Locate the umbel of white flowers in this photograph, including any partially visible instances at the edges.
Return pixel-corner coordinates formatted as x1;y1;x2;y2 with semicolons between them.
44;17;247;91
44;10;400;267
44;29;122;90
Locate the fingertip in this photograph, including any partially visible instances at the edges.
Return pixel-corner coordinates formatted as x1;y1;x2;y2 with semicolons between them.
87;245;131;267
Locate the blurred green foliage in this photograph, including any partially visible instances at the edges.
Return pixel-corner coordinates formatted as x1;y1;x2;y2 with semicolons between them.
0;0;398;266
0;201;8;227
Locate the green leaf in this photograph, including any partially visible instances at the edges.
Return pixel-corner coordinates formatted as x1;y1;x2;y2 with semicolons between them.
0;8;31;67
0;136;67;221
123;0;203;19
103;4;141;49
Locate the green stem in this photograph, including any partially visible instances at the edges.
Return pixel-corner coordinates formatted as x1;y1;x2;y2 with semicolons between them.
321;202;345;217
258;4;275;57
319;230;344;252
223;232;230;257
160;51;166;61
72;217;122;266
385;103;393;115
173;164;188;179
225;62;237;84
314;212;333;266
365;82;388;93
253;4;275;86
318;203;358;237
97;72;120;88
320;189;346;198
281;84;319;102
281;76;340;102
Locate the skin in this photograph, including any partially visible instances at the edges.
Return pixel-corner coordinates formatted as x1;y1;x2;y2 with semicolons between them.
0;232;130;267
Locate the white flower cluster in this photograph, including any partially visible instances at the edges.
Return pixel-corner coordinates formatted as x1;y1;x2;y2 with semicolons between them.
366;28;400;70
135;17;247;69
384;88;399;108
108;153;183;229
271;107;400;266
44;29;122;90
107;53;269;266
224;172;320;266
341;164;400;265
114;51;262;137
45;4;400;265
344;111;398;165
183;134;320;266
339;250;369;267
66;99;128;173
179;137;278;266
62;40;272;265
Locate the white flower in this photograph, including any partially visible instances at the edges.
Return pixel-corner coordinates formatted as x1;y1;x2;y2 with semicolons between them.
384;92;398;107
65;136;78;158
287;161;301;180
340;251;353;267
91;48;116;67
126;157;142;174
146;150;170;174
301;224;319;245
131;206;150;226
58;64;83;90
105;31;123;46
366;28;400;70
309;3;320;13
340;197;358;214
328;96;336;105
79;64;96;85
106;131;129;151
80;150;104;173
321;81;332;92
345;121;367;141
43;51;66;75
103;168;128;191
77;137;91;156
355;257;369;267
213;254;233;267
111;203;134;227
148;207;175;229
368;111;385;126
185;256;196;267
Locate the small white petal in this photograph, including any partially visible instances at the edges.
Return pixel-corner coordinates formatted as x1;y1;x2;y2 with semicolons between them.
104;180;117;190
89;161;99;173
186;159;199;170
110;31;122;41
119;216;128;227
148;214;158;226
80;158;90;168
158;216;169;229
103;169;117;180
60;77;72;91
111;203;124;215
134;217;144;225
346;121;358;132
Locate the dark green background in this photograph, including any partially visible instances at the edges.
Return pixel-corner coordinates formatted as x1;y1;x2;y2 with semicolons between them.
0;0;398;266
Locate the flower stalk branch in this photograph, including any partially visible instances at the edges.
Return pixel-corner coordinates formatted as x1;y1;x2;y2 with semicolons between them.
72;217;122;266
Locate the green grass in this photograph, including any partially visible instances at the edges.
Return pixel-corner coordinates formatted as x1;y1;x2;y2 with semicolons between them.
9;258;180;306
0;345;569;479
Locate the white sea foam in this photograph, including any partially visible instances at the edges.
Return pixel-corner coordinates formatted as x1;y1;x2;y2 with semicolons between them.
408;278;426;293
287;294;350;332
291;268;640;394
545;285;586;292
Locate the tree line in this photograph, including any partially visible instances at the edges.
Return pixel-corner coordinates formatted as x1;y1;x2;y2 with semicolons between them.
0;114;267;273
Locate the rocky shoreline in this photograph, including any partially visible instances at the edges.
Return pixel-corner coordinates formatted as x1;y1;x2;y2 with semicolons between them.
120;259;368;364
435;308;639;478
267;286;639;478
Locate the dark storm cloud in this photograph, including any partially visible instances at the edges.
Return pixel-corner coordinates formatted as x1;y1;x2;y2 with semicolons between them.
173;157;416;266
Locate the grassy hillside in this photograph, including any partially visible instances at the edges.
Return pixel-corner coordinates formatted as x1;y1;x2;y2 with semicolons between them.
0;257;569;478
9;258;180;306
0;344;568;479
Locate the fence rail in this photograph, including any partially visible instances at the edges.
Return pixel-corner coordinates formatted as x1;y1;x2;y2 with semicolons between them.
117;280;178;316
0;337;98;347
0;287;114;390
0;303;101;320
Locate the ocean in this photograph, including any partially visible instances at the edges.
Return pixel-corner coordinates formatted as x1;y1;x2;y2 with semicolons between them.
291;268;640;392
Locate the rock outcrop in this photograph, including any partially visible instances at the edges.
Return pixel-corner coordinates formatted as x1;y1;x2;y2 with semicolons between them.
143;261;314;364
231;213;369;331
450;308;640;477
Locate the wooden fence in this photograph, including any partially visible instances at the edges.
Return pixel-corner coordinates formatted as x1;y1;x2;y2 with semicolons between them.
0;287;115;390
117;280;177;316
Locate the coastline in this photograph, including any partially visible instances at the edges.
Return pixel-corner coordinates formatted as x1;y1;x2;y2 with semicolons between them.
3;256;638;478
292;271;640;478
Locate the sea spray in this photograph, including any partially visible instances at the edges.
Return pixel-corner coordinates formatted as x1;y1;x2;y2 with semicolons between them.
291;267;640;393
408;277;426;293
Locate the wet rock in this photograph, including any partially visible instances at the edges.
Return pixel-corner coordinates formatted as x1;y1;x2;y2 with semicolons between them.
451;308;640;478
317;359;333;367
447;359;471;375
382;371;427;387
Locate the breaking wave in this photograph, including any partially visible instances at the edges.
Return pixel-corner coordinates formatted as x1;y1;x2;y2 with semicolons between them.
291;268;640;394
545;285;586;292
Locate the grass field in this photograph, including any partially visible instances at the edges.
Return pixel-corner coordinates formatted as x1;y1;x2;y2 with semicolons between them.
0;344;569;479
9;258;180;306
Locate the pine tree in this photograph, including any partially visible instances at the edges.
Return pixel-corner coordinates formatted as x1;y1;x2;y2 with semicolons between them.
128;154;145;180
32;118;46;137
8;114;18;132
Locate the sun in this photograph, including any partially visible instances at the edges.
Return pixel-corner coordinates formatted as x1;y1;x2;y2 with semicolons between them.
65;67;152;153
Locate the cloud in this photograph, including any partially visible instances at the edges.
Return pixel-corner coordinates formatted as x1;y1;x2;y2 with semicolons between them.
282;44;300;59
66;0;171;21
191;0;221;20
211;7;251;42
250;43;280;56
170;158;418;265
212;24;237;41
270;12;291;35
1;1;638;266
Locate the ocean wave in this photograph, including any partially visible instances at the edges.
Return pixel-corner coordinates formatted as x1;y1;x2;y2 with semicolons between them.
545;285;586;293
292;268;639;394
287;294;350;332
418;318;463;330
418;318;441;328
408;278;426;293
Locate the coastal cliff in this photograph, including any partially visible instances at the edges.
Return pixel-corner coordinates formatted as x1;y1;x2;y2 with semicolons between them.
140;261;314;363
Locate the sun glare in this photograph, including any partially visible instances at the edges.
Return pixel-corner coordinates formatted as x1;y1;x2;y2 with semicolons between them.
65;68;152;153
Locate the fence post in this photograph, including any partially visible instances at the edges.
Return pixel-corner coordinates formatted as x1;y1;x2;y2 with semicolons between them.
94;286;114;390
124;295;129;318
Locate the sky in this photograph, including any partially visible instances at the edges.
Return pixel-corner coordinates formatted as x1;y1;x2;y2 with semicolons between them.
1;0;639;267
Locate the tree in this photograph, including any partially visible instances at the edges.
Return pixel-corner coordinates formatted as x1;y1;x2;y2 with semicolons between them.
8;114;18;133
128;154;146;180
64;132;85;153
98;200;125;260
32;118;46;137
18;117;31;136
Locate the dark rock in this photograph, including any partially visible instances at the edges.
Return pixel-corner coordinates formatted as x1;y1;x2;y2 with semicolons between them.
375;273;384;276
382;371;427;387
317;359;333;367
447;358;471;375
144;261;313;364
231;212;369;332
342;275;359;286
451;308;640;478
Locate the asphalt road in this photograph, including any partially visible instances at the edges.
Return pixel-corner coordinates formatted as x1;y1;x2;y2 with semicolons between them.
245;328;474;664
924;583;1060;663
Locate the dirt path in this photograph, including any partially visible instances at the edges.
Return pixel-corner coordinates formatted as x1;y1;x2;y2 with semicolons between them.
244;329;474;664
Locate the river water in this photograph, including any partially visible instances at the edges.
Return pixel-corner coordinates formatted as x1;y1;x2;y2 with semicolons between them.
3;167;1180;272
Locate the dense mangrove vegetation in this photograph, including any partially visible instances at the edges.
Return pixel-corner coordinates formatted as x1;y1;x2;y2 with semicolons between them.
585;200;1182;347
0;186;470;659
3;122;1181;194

*Task brief:* Scan the listing above for the line that has "Locate the grassy", then copy exactly from that line through the line that has "Locate the fence rail".

*Written solution:*
Locate the grassy hillside in this photograph, including any partially visible instances at the edges.
Return pixel-corner coordinates formatted as x1;y1;x2;y2 with semicolons between them.
0;257;569;478
9;258;180;306
0;344;568;479
Locate the fence rail in this photograph, including any partially visible instances at the edges.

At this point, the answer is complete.